Exercise goal.
Write out the records again, exactly. Nothing may be dropped.

::::

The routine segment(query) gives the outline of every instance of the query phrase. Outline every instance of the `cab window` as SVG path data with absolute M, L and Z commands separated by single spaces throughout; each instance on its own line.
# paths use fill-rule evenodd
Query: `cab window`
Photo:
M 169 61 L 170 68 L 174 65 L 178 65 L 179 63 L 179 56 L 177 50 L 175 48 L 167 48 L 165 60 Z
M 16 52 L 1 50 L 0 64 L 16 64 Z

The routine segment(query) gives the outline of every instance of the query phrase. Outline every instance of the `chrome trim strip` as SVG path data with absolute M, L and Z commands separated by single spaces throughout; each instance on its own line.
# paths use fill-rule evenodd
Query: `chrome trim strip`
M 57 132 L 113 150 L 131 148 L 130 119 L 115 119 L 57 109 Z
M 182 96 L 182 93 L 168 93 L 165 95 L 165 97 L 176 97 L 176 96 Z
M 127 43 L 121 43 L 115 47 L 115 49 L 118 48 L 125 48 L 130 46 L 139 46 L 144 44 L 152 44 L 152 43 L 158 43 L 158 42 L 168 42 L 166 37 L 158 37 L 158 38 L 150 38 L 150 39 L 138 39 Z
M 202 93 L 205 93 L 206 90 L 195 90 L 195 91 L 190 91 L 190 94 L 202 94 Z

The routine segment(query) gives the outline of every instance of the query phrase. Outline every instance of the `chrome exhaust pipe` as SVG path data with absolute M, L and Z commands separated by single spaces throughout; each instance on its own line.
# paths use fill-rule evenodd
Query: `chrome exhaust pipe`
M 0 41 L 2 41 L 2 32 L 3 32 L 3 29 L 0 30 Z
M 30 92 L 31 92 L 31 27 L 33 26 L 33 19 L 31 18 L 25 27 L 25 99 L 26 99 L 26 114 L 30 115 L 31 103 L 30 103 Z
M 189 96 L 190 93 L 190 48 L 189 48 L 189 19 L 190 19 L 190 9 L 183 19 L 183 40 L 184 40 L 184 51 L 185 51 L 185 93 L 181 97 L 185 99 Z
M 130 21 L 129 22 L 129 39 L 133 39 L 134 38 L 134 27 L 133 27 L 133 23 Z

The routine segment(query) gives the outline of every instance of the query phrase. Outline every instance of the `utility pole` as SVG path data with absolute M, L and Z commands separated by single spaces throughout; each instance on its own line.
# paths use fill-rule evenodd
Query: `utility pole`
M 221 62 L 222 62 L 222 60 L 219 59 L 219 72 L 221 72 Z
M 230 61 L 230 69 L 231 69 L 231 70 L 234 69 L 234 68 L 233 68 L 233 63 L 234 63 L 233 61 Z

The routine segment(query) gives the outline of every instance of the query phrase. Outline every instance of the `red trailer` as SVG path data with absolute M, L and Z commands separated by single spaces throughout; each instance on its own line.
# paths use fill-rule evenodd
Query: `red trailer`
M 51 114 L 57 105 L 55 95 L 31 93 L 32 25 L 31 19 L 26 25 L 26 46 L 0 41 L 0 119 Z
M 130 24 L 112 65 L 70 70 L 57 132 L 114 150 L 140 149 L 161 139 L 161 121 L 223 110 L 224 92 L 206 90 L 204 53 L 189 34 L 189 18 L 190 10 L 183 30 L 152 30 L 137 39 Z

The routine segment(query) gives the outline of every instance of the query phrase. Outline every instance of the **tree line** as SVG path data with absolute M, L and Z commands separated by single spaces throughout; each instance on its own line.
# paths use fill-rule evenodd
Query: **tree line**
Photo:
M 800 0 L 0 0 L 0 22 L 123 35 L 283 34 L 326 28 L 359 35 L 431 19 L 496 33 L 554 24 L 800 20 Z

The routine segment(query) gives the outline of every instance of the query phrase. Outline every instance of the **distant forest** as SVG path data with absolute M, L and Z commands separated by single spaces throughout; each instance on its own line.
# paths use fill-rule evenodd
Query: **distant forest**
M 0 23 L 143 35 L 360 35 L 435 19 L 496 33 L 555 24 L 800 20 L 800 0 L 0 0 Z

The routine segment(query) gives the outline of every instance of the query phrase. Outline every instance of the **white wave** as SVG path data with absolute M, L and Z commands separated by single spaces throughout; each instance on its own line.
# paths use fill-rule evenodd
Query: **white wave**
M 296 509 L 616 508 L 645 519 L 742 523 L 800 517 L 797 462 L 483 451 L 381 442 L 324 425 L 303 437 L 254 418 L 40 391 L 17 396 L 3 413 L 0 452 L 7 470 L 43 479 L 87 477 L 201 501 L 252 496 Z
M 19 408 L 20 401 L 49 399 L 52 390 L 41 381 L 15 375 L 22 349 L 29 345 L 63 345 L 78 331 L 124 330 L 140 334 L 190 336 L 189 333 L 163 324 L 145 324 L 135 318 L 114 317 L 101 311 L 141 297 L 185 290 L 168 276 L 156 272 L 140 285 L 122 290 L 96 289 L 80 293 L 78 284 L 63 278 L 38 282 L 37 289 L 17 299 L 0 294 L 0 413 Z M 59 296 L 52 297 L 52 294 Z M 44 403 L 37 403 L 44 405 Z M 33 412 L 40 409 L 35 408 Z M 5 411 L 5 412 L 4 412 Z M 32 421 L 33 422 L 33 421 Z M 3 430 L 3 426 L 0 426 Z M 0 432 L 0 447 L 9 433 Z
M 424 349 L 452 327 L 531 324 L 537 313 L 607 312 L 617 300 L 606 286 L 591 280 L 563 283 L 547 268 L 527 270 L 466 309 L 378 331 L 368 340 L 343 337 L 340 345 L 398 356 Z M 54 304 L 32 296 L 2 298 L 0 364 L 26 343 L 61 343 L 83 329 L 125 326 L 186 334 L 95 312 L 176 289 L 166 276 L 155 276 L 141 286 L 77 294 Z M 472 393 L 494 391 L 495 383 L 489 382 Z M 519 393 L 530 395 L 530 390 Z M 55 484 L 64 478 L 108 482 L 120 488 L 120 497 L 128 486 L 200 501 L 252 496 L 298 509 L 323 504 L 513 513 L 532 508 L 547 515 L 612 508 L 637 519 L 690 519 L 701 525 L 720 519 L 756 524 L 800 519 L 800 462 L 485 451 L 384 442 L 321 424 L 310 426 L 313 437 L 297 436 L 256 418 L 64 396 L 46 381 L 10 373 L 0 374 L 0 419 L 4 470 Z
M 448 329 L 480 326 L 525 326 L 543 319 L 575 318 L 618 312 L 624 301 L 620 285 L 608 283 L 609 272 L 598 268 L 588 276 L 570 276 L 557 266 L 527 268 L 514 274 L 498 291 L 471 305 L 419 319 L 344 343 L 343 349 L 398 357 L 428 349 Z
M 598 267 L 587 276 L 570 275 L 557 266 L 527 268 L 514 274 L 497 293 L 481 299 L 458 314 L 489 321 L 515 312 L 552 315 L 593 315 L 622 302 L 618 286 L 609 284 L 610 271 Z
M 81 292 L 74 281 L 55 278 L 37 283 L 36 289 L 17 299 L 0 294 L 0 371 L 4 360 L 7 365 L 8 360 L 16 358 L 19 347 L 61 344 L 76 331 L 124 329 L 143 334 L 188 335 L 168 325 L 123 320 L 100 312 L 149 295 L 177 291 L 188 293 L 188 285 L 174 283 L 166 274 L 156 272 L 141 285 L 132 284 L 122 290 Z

::::

Answer box.
The routine segment(query) gives the outline of every instance of the query phrase. Outline every instance of the `cab window` as SVG path data with absolute M, L and Z commands separated by single spaces throughout; each instance on its own line.
# paths use fill-rule evenodd
Query: `cab window`
Photo:
M 169 61 L 170 68 L 174 65 L 178 65 L 179 63 L 179 56 L 177 50 L 175 48 L 167 48 L 165 60 Z
M 16 52 L 1 50 L 0 64 L 16 64 Z

The routine segment(query) gives the outline of every instance of the query phrase. Outline every instance of the `chrome trim strip` as SVG path data with absolute M, L and Z commands separated by single spaces throughout; each instance on its own line.
# paths use fill-rule evenodd
Query: `chrome trim strip`
M 57 132 L 113 150 L 131 148 L 130 119 L 115 119 L 57 109 Z
M 182 96 L 182 93 L 168 93 L 165 95 L 165 97 L 176 97 L 176 96 Z
M 127 43 L 121 43 L 115 47 L 115 49 L 118 48 L 125 48 L 130 46 L 139 46 L 144 44 L 152 44 L 152 43 L 158 43 L 158 42 L 168 42 L 166 37 L 158 37 L 158 38 L 150 38 L 150 39 L 138 39 Z
M 202 93 L 205 93 L 206 90 L 195 90 L 195 91 L 190 91 L 190 94 L 202 94 Z

The routine segment(query) gives the outline of every instance of the query phrase. Outline every instance of the `chrome exhaust pipe` as SVG path data with absolute M, L and Z commands separated by single spaces throughout; each instance on its own line.
# paths use fill-rule evenodd
Query: `chrome exhaust pipe`
M 0 41 L 2 41 L 2 32 L 3 32 L 3 29 L 0 30 Z
M 30 92 L 31 92 L 31 27 L 33 26 L 33 19 L 31 18 L 25 27 L 25 99 L 26 99 L 26 114 L 30 115 L 31 103 L 30 103 Z
M 189 96 L 190 93 L 190 48 L 189 48 L 189 19 L 190 19 L 190 9 L 183 19 L 183 40 L 184 40 L 184 51 L 185 51 L 185 93 L 181 97 L 185 99 Z
M 130 21 L 129 22 L 129 39 L 133 39 L 134 38 L 134 27 L 133 27 L 133 23 Z

The routine segment(query) gives the outline of every instance of the query phrase. Outline every instance of the `utility pole` as SVG path data with absolute M, L and Z commands separated by single spaces throughout; each instance on its own line.
# paths use fill-rule evenodd
Query: `utility pole`
M 221 62 L 222 62 L 222 60 L 219 59 L 219 72 L 221 72 Z
M 230 61 L 230 69 L 231 69 L 231 70 L 234 69 L 234 68 L 233 68 L 233 63 L 234 63 L 233 61 Z

The routine segment(query) gives the outline of every instance of the query phrase. Outline every instance of the `red trailer` as SVG path data with absolute M, L and Z commands separated by single spaces throughout; each instance on its own line.
# paths use fill-rule evenodd
Query: `red trailer`
M 51 114 L 57 105 L 55 95 L 31 93 L 32 25 L 31 19 L 26 25 L 26 46 L 0 41 L 0 119 Z
M 130 24 L 112 65 L 70 70 L 57 132 L 114 150 L 140 149 L 161 139 L 161 121 L 223 110 L 224 92 L 206 90 L 204 53 L 189 34 L 189 18 L 190 10 L 183 30 L 152 30 L 137 39 Z

The routine segment(query) gives the outline of every instance of the query phrase. Outline every instance of the **tree line** as SVG path data with absolute M, L and Z commands separated by single spaces throughout; each instance on its own line.
# paths use fill-rule evenodd
Query: **tree line**
Photo:
M 800 0 L 0 0 L 0 22 L 123 35 L 283 34 L 326 28 L 359 35 L 431 19 L 496 33 L 554 24 L 800 20 Z

The routine segment(query) gives the outline of every instance of the query phrase. Outline every instance of the **distant forest** as SVG path data with absolute M, L and Z commands separated by single spaces throughout; each instance on its own line.
# paths use fill-rule evenodd
Query: **distant forest**
M 0 23 L 143 35 L 360 35 L 435 19 L 496 33 L 555 24 L 800 20 L 800 0 L 0 0 Z

The routine segment(query) gives the outline of every instance of the query phrase. Outline every instance of the **white wave** as SVG path data with absolute M, L and Z commands separated by single spaces throughout; each instance on its own line.
# paths use fill-rule evenodd
Query: **white wave**
M 296 509 L 616 508 L 645 519 L 742 523 L 800 517 L 797 462 L 483 451 L 381 442 L 324 425 L 303 437 L 254 418 L 40 391 L 17 396 L 3 413 L 0 452 L 7 470 L 43 479 L 87 477 L 201 501 L 252 496 Z
M 19 408 L 20 401 L 49 399 L 52 390 L 41 381 L 15 375 L 22 349 L 29 345 L 63 345 L 78 331 L 124 330 L 140 334 L 190 336 L 189 333 L 163 324 L 145 324 L 135 318 L 114 317 L 101 311 L 141 297 L 185 290 L 168 276 L 156 272 L 140 285 L 122 290 L 96 289 L 80 293 L 78 284 L 63 278 L 38 282 L 37 289 L 17 299 L 0 294 L 0 413 Z M 59 296 L 52 297 L 52 294 Z M 44 403 L 37 403 L 44 405 Z M 33 412 L 40 409 L 35 408 Z M 5 411 L 5 412 L 4 412 Z M 32 421 L 33 422 L 33 421 Z M 3 430 L 3 426 L 0 426 Z M 0 432 L 0 447 L 9 433 Z
M 424 349 L 452 327 L 531 324 L 537 313 L 607 312 L 617 300 L 606 286 L 591 280 L 563 283 L 547 268 L 527 270 L 466 309 L 378 331 L 368 340 L 343 337 L 340 345 L 398 356 Z M 54 304 L 32 296 L 2 298 L 0 364 L 26 343 L 61 343 L 83 329 L 125 326 L 186 334 L 95 312 L 176 289 L 166 276 L 155 276 L 141 286 L 77 294 Z M 472 393 L 494 391 L 495 383 L 489 382 Z M 519 393 L 530 395 L 530 390 Z M 55 484 L 64 478 L 108 482 L 120 488 L 120 497 L 128 486 L 200 501 L 252 496 L 298 509 L 323 504 L 513 513 L 532 508 L 547 515 L 612 508 L 637 519 L 690 519 L 701 525 L 720 519 L 756 524 L 800 519 L 800 462 L 485 451 L 384 442 L 321 424 L 310 426 L 313 437 L 297 436 L 256 418 L 64 396 L 46 381 L 10 373 L 0 374 L 0 419 L 4 470 Z
M 448 329 L 480 326 L 525 326 L 543 319 L 575 318 L 618 312 L 624 301 L 620 285 L 608 283 L 609 272 L 598 268 L 588 276 L 570 276 L 557 266 L 527 268 L 514 274 L 498 291 L 471 305 L 419 319 L 344 343 L 343 349 L 398 357 L 428 349 Z
M 598 267 L 587 276 L 570 275 L 557 266 L 527 268 L 514 274 L 497 293 L 481 299 L 458 314 L 489 321 L 515 312 L 552 315 L 593 315 L 622 302 L 618 286 L 609 284 L 610 271 Z
M 81 292 L 74 281 L 55 278 L 37 283 L 36 289 L 17 299 L 0 294 L 0 371 L 4 360 L 7 365 L 8 360 L 16 358 L 19 347 L 61 344 L 76 331 L 124 329 L 143 334 L 188 335 L 168 325 L 123 320 L 100 312 L 149 295 L 177 291 L 188 293 L 188 285 L 174 283 L 166 274 L 156 272 L 141 285 L 132 284 L 122 290 Z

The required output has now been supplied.